EXERCISE DETAILS
Reproduce the listing from its first line through the line holding "(1016, 699)", both included.

[Lines of data]
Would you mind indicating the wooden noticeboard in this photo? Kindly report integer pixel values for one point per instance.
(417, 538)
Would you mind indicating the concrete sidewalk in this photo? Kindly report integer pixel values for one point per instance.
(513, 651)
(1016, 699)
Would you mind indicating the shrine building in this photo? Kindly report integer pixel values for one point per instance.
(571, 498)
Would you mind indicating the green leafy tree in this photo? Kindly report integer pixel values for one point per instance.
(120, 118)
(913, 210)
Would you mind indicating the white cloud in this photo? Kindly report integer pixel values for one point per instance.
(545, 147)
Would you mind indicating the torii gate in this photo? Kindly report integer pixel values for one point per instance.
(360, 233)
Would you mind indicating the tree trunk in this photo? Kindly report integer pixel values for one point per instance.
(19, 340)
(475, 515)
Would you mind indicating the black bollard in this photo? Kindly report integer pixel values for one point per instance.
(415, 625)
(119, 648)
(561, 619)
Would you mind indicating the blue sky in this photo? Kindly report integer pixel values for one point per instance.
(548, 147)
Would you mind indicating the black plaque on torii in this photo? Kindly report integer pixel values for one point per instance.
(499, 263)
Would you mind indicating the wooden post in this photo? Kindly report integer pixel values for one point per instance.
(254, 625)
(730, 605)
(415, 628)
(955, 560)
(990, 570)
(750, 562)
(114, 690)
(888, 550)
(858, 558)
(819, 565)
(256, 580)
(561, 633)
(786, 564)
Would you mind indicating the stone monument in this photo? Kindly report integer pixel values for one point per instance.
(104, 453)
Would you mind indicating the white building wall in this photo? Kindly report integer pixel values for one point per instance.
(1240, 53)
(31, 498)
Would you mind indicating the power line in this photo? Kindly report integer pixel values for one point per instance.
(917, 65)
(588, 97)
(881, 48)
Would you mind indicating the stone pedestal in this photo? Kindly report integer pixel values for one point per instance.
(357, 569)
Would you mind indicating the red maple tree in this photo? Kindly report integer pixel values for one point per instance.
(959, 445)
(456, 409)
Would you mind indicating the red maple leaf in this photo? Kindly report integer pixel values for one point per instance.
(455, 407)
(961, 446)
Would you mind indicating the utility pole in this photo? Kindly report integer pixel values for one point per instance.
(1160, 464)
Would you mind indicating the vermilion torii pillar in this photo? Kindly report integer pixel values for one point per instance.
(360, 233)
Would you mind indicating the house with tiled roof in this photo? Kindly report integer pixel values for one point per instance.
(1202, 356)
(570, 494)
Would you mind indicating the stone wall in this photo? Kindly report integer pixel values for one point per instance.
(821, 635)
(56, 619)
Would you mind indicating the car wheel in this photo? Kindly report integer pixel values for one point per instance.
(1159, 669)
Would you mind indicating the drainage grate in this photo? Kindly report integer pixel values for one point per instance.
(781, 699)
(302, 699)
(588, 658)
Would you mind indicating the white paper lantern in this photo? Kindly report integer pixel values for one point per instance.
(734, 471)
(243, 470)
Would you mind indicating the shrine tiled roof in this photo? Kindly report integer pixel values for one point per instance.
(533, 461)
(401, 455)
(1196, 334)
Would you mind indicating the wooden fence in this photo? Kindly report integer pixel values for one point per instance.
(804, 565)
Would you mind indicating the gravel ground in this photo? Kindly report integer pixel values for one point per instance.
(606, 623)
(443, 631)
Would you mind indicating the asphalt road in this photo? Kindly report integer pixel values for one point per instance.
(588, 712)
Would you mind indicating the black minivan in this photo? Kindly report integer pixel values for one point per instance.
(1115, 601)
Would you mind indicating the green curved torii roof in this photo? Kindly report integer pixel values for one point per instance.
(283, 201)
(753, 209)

EXERCISE RESPONSE
Would you mind indicating the wooden noticeboard in this photo? Kindly report integer pixel values for one point per instance.
(417, 538)
Would you mind indicating the concrete sidewalk in this photo? Kindly report integer pixel values for one point per instance.
(513, 651)
(1016, 699)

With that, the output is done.